▶ **Input**:
::::

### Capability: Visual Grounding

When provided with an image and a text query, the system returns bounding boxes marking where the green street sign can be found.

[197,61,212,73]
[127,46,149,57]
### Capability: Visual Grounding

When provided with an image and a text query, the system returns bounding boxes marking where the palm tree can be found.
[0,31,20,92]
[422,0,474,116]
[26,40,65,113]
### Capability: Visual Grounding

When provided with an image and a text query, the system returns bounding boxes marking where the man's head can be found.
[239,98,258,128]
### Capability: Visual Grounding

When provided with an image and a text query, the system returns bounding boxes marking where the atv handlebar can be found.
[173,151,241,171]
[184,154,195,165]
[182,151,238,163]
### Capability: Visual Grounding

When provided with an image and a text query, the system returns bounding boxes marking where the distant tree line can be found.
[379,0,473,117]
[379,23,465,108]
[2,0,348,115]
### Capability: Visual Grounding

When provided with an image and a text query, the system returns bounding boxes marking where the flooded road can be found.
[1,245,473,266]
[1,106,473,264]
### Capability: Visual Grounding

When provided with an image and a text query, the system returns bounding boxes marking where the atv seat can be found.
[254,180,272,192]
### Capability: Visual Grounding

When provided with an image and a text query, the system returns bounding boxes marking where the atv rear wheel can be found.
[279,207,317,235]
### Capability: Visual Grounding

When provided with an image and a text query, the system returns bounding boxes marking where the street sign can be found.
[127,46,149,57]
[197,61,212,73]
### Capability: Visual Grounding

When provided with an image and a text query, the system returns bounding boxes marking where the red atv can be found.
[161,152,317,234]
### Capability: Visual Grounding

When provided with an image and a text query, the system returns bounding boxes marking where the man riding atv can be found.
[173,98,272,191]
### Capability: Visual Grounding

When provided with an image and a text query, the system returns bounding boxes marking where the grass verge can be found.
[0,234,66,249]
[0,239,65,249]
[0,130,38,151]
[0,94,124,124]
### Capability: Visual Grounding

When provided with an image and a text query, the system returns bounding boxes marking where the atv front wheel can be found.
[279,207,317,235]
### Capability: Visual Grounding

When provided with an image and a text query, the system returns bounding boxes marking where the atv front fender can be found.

::::

▶ **Required work**:
Repeat every line of the data, exactly and in full.

▶ **Exercise answer**:
### Capability: Visual Grounding

When provided with an image and a text query, the system returns bounding boxes marking where the green street sign can be found.

[197,61,212,73]
[127,46,149,57]
### Capability: Visual Grounding

When provided with an image and a text query, the system returns bounding boxes marking where the palm tree can be found.
[0,31,20,92]
[422,0,474,116]
[26,40,65,113]
### Capability: Visual Grounding

When provided with an image and a text query, the system returns bounding boxes marking where the man's head can be found.
[239,98,258,128]
### Capability: Visual Grounding

When provided with an image and a text query, the system returns bounding boxes marking where the atv handlebar can be found.
[173,151,241,171]
[184,154,195,165]
[182,151,238,163]
### Capability: Visual Grounding

When provided with an image and a text query, the system returns bounding boxes marking where the distant tree line can be found.
[379,0,473,117]
[379,23,465,108]
[2,0,348,115]
### Capability: Visual Grounding

When provided with an image and a text query, the system returns bounding boxes marking where the flooded road can be found.
[1,245,473,266]
[1,106,473,264]
### Capability: Visual Grounding

When provided with an image and a text query, the system returns bounding boxes marking where the atv seat can be found.
[254,180,272,192]
### Capability: Visual Grounding

When provided with an image and a text query, the system returns bounding boxes marking where the atv rear wheel can be found.
[279,207,317,235]
### Capability: Visual Grounding

When provided with an image and a text query, the system returns bounding boxes marking where the street sign can be found.
[127,46,149,57]
[197,61,212,73]
### Capability: Visual Grounding

When provided with an image and a text query, the system returns bounding boxes marking where the red atv can be found.
[161,152,317,234]
### Capability: Visual Grounding

When provided with an image and a text query, the system returns bounding boxes marking where the man riding atv can be found.
[173,98,272,191]
### Capability: Visual Grounding

When provided with an image and a text query, the system returns bounding boxes marking where the grass verge can be found.
[0,234,66,249]
[0,239,65,249]
[0,130,38,151]
[0,94,124,124]
### Capability: Visual Grounding

When provided with an image and a text query, the system returns bounding boxes marking where the atv front wheel can be found.
[279,207,317,235]
### Capability: Visual Grounding

When provided with an image and a text query, the system returns bounding boxes marking where the atv front fender can be found.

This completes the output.